#### Instrução da tarefa A:
Reescreva, por favor, o trecho do texto selecionado que vai de "Inicialmente, contribuiu com" até "para atendimento ambulatorial.", inclusive, trocando "jovens" por "adolescentes".
#### Instrução da tarefa B:
Segundo o texto selecionado, em que período o Caminhão da Psoríase percorreu cidades?

#### Texto selecionado:
····················
Inicialmente, contribuiu com consultas médicas e, depois, com a organização de eventos, que mobilizavam profissionais de dermatologia, enfermagem e odontologia, além de maquiadores. “Era um dia inteiro dedicado aos cuidados sobre saúde bucal, com a pele, cabelos e até automaquiagem, bem como informações sobre doenças sexualmente transmitidas. Eram atendidos até 250 jovens num dia”, diz.  

A dermatologista também foi uma das idealizadoras do Caminhão da Psoríase que, entre 2015 e 2016, percorreu cidades levando informação sobre a doença em parceria com a Sociedade Brasileira de Dermatologia e apoio do laboratório L’oreal. Um caminhão foi adaptado e serviu como sala de palestras, auditório e espaço de triagem para casos de psoríase, posteriormente encaminhados para atendimento ambulatorial. 

Entre 2009 e 2020, muitas manhãs de sábados da dermatologista foram no ambulatório montado na instituição, atendendo pacientes de baixa renda com doenças dermatológicas. Ela também teve inúmeras participações em palestras e campanhas sobre doenças de pele, algumas com distribuição de filtros solares.

A dermatologista ainda encontrou tempo para ajudar a criar a Associação Paranaense de Pessoas com Psoríase (Psoripar) e coordenar o Grupo de Apoio Permanente da Sociedade Brasileira de Dermatologia em dermatite atópica e psoríase. “Recentemente, tivemos a iniciativa de propor a lei estadual de dermatite atópica no Paraná, que facilitará o diagnóstico precoce e tratamento”, conta. “O voluntariado é um trabalho de formiguinha. Cada um pode fazer um pouco e ao final conseguimos impactar um número significativo de pessoas”, conclui.
····················
#### Dados fornecidos:
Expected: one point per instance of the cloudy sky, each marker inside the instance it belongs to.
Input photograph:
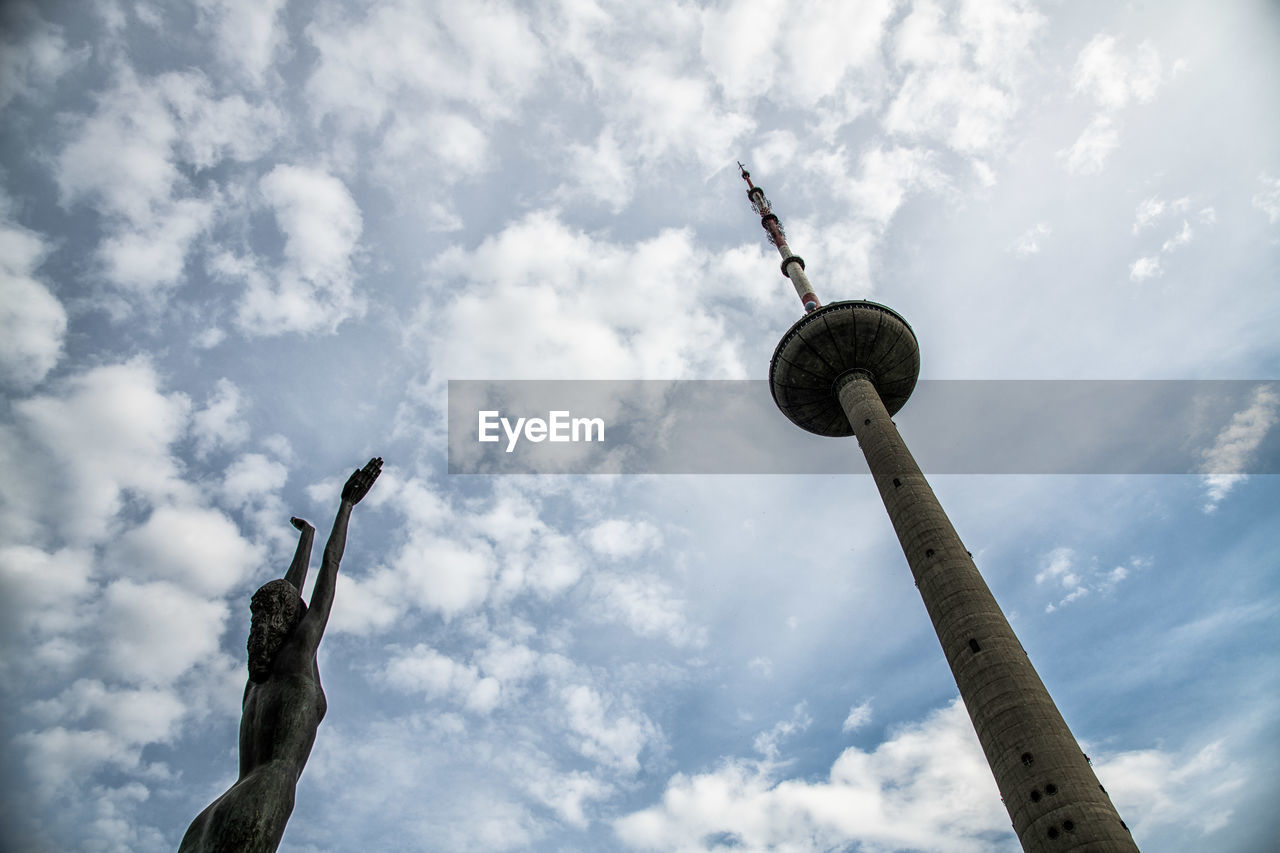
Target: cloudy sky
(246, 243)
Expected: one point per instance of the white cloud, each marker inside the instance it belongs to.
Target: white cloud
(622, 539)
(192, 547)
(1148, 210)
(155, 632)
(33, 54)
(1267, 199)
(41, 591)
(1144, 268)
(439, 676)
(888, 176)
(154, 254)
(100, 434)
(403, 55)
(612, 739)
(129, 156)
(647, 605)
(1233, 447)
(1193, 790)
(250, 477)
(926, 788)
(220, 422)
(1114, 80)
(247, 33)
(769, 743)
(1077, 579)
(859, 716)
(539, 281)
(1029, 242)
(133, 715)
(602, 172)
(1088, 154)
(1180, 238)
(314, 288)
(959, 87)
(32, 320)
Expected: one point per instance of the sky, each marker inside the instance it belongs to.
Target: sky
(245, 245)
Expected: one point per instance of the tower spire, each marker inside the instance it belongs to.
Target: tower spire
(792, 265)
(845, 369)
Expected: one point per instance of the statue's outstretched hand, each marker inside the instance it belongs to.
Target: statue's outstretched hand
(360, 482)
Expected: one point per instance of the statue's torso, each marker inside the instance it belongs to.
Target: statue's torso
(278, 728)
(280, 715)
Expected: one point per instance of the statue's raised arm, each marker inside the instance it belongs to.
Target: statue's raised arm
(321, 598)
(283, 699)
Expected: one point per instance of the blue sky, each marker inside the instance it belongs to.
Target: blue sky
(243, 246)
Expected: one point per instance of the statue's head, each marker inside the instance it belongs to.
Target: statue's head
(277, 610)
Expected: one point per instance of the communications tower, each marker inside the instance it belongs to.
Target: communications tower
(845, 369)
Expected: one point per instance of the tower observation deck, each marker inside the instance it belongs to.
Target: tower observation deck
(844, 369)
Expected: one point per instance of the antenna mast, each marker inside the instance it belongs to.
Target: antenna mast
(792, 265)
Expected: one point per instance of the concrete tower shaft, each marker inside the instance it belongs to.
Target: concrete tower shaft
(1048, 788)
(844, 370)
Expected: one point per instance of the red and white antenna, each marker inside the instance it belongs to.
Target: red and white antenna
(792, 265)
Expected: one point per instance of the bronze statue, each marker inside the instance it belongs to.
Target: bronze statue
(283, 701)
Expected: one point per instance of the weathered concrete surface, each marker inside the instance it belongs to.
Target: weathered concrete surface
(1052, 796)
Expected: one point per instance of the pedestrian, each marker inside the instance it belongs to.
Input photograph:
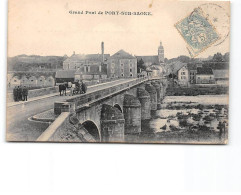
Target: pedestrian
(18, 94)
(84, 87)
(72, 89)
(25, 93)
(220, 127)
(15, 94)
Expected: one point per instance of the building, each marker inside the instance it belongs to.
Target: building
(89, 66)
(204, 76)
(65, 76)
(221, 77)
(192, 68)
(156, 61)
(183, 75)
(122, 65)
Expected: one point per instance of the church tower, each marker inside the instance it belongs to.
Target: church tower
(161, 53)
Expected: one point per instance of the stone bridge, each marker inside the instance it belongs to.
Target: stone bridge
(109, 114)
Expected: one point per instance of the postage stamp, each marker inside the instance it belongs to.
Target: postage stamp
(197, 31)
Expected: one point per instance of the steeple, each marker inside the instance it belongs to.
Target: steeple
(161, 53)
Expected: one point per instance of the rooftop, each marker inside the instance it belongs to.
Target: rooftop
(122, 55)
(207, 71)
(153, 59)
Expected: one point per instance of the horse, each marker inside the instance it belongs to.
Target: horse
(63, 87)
····················
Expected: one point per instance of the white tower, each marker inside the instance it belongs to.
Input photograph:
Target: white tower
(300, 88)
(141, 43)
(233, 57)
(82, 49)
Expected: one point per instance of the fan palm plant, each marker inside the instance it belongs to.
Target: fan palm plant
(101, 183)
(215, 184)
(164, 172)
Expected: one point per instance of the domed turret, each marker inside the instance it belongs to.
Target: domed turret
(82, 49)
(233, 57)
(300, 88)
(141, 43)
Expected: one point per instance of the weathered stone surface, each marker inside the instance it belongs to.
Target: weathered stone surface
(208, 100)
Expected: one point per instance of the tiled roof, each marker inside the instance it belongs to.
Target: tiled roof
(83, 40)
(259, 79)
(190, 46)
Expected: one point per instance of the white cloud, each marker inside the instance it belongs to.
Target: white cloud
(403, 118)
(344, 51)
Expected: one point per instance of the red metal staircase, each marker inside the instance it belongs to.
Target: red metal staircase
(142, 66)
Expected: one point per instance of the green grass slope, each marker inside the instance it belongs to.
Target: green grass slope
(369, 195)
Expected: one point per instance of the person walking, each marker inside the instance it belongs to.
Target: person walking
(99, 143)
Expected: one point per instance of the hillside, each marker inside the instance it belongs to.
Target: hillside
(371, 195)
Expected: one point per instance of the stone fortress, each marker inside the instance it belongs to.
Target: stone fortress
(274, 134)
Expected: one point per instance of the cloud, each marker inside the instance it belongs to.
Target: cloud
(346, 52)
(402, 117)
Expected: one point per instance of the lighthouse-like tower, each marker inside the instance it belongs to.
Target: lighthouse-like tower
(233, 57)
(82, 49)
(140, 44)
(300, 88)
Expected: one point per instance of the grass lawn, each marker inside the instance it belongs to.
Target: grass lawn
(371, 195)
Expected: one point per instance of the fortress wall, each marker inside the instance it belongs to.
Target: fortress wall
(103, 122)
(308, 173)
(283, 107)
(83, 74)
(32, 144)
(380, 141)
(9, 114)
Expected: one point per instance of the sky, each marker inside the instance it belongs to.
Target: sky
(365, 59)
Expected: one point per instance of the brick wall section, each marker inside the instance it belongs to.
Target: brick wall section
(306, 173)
····················
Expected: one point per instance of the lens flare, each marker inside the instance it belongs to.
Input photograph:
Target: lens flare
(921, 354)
····················
#### Campo de resposta A:
Inicialmente, contribuiu com consultas médicas e, depois, com a organização de eventos, que mobilizavam profissionais de dermatologia, enfermagem e odontologia, além de maquiadores. “Era um dia inteiro dedicado aos cuidados sobre saúde bucal, com a pele, cabelos e até automaquiagem, bem como informações sobre doenças sexualmente transmitidas. Eram atendidos até 250 adolescentes num dia”, diz.  

A dermatologista também foi uma das idealizadoras do Caminhão da Psoríase que, entre 2015 e 2016, percorreu cidades levando informação sobre a doença em parceria com a Sociedade Brasileira de Dermatologia e apoio do laboratório L’oreal. Um caminhão foi adaptado e serviu como sala de palestras, auditório e espaço de triagem para casos de psoríase, posteriormente encaminhados para atendimento ambulatorial.

#### Campo de resposta B:
Entre 2015 e 2016.